Chalmers Tschappat

Profile
- Position: Tackle

Personal information
- Born: June 22, 1896 Bellaire, Ohio, U.S.
- Died: February 6, 1958 (aged 61) Fairborn, Ohio, U.S.
- Listed height: 5 ft 11 in (1.80 m)
- Listed weight: 180 lb (82 kg)

Career information
- High school: Bellaire
- College: West Virginia Wesleyan

Career history
- Dayton Triangles (1921);
- Stats at Pro Football Reference

= Chalmers Tschappat =

American football player (1896–1958)

John Chalmers Tschappat Jr. (June 22, 1896 – February 6, 1958), sometimes listed as John Franklin Tschappat, was an American football player. He played at the tackle position for the Dayton Triangles of the American Professional Football Association (later renamed the National Football League) (NFL) during the 1921 APFA season, the second regular season of the National Football League.

Tschappat was born in Bellaire, Ohio in 1896 and later attended Bellaire High School. His father, John Tschappat Sr., was an Ohio native who was employed as a boiler maker.

Tschappat played college football at West Virginia Wesleyan College in 1916. In 1918, Walter Camp's Spalding's Official Foot Ball Guide named Tschappat to its All-West Virginia eleven. Tschappat also studied chemistry as a special student at Ohio State University in 1917.

= Natural language region descriptions =
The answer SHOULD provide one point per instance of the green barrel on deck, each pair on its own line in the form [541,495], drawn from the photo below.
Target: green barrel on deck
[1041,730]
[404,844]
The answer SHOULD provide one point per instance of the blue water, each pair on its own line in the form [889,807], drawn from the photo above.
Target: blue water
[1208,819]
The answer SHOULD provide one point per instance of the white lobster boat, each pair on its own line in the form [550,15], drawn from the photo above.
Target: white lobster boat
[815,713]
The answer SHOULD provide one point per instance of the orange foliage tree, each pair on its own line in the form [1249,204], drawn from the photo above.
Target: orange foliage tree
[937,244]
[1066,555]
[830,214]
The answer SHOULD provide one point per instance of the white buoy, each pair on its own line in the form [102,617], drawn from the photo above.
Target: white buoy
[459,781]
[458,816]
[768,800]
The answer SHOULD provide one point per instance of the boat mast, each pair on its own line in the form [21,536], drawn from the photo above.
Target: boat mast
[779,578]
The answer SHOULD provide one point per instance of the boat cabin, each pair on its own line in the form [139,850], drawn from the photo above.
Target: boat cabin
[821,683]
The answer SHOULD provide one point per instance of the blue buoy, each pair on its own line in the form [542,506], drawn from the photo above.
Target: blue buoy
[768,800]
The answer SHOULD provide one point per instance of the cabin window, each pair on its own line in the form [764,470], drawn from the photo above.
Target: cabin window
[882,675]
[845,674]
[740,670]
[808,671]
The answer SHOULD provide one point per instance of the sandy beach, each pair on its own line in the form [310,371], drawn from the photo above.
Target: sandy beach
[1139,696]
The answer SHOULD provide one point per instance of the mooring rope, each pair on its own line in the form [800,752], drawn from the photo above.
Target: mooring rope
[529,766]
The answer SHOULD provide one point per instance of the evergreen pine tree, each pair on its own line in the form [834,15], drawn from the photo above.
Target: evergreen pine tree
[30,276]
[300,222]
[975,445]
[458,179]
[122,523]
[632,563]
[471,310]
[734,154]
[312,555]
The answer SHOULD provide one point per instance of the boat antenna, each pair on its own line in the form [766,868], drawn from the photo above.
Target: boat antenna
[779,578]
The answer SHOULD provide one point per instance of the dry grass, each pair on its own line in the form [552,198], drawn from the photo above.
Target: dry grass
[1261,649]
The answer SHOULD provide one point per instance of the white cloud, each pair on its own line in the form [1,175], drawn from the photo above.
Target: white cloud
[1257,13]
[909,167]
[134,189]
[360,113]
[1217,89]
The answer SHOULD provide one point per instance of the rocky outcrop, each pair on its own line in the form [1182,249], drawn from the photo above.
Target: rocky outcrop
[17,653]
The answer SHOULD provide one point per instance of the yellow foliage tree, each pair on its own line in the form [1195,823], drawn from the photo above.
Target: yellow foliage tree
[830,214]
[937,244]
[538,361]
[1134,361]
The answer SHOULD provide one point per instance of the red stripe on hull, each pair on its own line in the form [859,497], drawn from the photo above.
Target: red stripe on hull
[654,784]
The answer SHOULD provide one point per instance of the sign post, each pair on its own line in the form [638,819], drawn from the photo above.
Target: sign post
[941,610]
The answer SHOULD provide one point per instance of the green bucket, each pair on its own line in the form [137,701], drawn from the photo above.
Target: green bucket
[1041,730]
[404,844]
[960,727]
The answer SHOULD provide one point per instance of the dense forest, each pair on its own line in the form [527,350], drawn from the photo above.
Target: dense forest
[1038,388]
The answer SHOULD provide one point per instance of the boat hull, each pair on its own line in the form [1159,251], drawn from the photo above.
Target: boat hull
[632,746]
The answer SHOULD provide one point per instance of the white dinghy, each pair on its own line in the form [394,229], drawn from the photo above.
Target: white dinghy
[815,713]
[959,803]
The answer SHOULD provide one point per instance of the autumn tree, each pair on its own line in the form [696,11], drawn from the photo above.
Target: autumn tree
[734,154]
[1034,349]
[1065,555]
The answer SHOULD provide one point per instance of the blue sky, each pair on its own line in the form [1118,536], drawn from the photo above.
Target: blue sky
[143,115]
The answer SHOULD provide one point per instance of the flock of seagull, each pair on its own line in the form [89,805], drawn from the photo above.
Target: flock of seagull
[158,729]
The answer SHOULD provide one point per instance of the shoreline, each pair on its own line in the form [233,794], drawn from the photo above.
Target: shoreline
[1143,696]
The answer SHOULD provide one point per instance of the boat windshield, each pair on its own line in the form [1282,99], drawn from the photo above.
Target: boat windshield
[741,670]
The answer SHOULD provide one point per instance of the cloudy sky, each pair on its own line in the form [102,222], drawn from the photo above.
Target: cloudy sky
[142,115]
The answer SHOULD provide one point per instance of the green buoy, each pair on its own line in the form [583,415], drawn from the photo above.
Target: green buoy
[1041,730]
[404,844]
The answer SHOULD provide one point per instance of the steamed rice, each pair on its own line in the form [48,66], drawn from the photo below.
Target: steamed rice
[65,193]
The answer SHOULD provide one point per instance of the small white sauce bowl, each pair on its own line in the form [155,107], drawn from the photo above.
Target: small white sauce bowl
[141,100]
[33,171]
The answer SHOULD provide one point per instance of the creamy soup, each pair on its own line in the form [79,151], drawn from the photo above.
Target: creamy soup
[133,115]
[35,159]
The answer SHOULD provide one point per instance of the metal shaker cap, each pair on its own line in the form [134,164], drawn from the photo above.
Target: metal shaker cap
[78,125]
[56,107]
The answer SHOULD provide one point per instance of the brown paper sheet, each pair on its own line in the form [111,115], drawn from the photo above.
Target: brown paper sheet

= Task list =
- a) In the Chalmers Tschappat biography, what work did his father do?
- b) Carry on the Chalmers Tschappat biography from where it stops.

= Per-task answers =
- a) His father, John Tschappat Sr., was employed as a boiler maker.

- b)
During the World War I era, he served in the United States Army Medical Department from June 1918 to March 1919 and was stationed at the Medical Detachment, Infirmary Convalescent Center, Camp Hancock, Georgia. He became a sergeant.

After his discharge from the military, Tschappat returned to Ohio. In the fall of 1919, in the early days of professional football in the Ohio League, he served as the line coach for Bellaire Athletic Association team during the 1919 season.

In the fall of 1921, he played at the tackle position for the 1921 Dayton Triangles of the American Professional Football Association during the 1921 APFA season, the second regular season of the NFL.

He is buried at Greenwood Cemetery, Bellaire, Ohio.

He is a member of the Bellaire High School Wall of Fame.